Initiative La Ceinture et la Route : dix ans plus tard, une préférence pour les projets « petits, mais beaux »

mountain road in China

En 2023, l’ambitieuse et controversée initiative La Ceinture et la Route a célébré son 10e anniversaire. Depuis qu’il a été lancé, ce vaste programme mondial d’infrastructure et de politique étrangère, dirigé par Pékin et visant à relier l’Eurasie, l’Afrique et même l’Amérique latine, a subi d’importants changements. Lors de sa création, l’initiative La Ceinture et la Route visait notamment à combler un grave déficit de financement des grands projets d’infrastructures dans les pays à faible revenu. Une décennie plus tard, les nouveaux projets mis en œuvre dans le cadre de l’initiative La Ceinture et la Route sont plutôt de moins grande envergure et axés sur certains secteurs (p. ex. énergie et technologie) ainsi que certaines zones géographiques (p. ex. économies à revenu intermédiaire) plus économiquement lucratifs.

Annotations de segmentation:
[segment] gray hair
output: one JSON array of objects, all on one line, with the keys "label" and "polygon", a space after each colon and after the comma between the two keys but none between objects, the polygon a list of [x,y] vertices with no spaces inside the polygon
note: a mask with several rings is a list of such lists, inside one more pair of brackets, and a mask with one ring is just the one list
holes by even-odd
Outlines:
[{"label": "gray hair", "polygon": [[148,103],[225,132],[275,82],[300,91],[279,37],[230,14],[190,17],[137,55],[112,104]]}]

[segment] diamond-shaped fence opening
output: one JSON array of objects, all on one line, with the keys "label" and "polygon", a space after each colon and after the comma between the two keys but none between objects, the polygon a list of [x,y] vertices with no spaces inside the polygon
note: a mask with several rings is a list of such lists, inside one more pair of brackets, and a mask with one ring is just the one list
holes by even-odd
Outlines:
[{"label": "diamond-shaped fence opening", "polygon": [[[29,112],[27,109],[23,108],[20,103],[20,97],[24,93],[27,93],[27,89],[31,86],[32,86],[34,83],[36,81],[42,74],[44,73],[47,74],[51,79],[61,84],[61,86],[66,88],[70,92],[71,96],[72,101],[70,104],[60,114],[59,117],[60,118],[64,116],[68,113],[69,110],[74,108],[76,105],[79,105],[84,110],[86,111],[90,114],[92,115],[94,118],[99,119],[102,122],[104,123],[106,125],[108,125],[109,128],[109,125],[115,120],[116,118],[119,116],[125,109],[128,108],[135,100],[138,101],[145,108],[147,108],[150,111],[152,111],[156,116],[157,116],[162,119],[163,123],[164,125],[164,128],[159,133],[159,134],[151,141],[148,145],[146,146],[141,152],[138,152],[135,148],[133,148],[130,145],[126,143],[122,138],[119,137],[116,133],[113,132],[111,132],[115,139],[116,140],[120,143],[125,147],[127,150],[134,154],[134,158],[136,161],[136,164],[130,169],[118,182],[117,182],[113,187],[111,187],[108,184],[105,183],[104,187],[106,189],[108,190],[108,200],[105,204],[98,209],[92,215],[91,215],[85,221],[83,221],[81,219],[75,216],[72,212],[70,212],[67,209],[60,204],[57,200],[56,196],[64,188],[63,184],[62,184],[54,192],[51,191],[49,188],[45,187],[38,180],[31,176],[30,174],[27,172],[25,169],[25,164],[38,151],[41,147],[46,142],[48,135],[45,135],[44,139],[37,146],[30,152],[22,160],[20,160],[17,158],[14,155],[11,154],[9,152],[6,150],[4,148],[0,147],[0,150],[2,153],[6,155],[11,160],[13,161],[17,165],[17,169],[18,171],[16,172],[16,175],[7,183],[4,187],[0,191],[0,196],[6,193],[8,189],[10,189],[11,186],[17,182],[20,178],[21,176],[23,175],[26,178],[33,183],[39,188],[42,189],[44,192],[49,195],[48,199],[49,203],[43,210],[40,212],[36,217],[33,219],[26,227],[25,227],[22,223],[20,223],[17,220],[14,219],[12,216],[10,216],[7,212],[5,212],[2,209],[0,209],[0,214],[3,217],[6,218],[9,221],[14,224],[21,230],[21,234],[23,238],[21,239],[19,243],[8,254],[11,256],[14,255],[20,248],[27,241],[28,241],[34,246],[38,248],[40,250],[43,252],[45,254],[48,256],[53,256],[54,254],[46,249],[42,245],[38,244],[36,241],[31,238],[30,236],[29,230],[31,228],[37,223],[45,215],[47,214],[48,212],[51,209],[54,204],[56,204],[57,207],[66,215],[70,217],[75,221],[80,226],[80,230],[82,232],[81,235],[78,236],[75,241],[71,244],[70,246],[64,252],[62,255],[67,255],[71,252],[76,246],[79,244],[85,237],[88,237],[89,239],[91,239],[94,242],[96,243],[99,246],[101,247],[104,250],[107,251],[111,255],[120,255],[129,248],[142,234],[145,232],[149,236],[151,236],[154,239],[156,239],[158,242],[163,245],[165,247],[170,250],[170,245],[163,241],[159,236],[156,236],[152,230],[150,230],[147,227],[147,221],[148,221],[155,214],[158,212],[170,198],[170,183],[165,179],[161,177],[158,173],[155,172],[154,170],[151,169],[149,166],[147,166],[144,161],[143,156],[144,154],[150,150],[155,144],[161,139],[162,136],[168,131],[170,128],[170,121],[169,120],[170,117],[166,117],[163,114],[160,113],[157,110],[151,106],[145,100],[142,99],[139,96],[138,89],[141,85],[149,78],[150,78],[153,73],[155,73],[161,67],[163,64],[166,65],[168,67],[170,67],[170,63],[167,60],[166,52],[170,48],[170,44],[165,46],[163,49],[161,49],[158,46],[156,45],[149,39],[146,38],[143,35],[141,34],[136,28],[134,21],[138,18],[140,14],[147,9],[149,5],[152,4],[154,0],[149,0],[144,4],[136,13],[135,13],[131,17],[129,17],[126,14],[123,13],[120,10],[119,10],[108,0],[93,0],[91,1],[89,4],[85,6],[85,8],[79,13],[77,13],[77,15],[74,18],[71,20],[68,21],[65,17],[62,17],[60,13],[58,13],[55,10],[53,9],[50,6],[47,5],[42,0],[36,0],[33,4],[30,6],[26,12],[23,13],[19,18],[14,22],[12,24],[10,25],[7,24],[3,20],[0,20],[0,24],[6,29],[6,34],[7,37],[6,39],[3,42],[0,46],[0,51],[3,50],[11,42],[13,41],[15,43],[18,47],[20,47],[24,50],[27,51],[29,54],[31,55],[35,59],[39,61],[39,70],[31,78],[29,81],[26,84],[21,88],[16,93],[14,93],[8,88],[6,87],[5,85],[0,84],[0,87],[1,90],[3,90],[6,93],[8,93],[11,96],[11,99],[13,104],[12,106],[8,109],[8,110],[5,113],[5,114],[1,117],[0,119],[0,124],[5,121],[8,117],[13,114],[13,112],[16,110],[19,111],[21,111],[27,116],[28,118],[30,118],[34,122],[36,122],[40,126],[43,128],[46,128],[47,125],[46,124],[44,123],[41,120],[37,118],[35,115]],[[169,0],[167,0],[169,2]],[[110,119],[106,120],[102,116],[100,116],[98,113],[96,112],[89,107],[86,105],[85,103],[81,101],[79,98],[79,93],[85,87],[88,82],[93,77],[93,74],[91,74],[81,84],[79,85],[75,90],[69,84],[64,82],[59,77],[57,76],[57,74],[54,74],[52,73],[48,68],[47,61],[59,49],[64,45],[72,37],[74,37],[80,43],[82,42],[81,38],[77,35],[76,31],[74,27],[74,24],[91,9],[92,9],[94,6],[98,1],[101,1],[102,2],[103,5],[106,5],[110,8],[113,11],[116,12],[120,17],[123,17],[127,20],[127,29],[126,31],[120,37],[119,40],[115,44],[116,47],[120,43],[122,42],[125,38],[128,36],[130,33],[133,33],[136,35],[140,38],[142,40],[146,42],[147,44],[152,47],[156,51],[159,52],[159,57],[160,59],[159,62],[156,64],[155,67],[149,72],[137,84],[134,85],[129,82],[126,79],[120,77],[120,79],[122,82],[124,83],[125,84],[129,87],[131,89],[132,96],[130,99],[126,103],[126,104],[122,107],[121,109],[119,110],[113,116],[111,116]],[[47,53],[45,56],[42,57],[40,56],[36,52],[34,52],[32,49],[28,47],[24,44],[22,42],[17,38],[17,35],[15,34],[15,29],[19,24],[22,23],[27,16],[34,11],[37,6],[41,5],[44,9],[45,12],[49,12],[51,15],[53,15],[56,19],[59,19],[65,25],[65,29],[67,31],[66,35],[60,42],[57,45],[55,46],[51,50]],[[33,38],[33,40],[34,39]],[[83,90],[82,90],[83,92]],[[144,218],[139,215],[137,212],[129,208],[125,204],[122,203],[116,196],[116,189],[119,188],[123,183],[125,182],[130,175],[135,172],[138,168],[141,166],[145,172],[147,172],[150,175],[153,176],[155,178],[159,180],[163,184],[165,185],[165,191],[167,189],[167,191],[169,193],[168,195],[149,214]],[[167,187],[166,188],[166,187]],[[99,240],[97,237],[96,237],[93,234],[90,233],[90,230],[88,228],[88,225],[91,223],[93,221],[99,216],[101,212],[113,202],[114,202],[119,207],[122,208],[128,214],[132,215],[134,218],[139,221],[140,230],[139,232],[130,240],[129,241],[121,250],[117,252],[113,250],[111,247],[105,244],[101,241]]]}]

* **Consigne A**: Pour chacune de ces affirmations, dites si elle correspond au texte sur l'initiative La Ceinture et la Route, puis citez mot pour mot le passage qui tranche : (i) l'initiative a fêté ses dix ans en 2023 ; (ii) les nouveaux projets sont aujourd'hui de plus grande envergure qu'au départ ; (iii) à sa création, l'initiative cherchait à combler un manque de financement des grands projets d'infrastructures dans les pays à faible revenu.
* **Consigne B**: Recopiez le passage du texte sur l'initiative La Ceinture et la Route qui commence à « mountain road in » et se termine à « plus économiquement lucratifs. ».
* **Consigne C**: Poursuivez le texte sur l'initiative La Ceinture et la Route là où il s'arrête.
Les entrées ci-dessus sont un matériau à part, distinct du texte.

* **Réponse attendue A**:
(i) Oui : « En 2023, l’ambitieuse et controversée initiative La Ceinture et la Route a célébré son 10e anniversaire. »
(ii) Non : « les nouveaux projets mis en œuvre dans le cadre de l’initiative La Ceinture et la Route sont plutôt de moins grande envergure »
(iii) Oui : « Lors de sa création, l’initiative La Ceinture et la Route visait notamment à combler un grave déficit de financement des grands projets d’infrastructures dans les pays à faible revenu. »

* **Réponse attendue B**:
mountain road in China

En 2023, l’ambitieuse et controversée initiative La Ceinture et la Route a célébré son 10e anniversaire. Depuis qu’il a été lancé, ce vaste programme mondial d’infrastructure et de politique étrangère, dirigé par Pékin et visant à relier l’Eurasie, l’Afrique et même l’Amérique latine, a subi d’importants changements. Lors de sa création, l’initiative La Ceinture et la Route visait notamment à combler un grave déficit de financement des grands projets d’infrastructures dans les pays à faible revenu. Une décennie plus tard, les nouveaux projets mis en œuvre dans le cadre de l’initiative La Ceinture et la Route sont plutôt de moins grande envergure et axés sur certains secteurs (p. ex. énergie et technologie) ainsi que certaines zones géographiques (p. ex. économies à revenu intermédiaire) plus économiquement lucratifs.

* **Réponse attendue C**:
Alors que Pékin s’apprête à lancer cette nouvelle approche d’investissement (connue sous le nom du modèle « petit, mais beau »), l’échelle, le schéma de financement, les principaux acteurs et l’orientation géographique de l’initiative La Ceinture et la Route évolueront avec elle. Quels moyens de pression ont poussé Pékin à repenser le programme La Ceinture et la Route, et qu’est-ce que la Chine souhaite accomplir dans le cadre du modèle « petit, mais beau »? Maintenant que l’initiative La Ceinture et la Route a 10 ans, son mandat a été revu et amélioré (tout comme les diverses initiatives de développement que les gouvernements occidentaux ont mises en place pour y répondre). Ces changements auront vraisemblablement des répercussions sur la façon dont les pays travailleront ensemble pour atteindre les objectifs de développement durable.

Volte-face de la Chine, qui délaisse le « projet du siècle » au profit de projets « petits, mais beaux »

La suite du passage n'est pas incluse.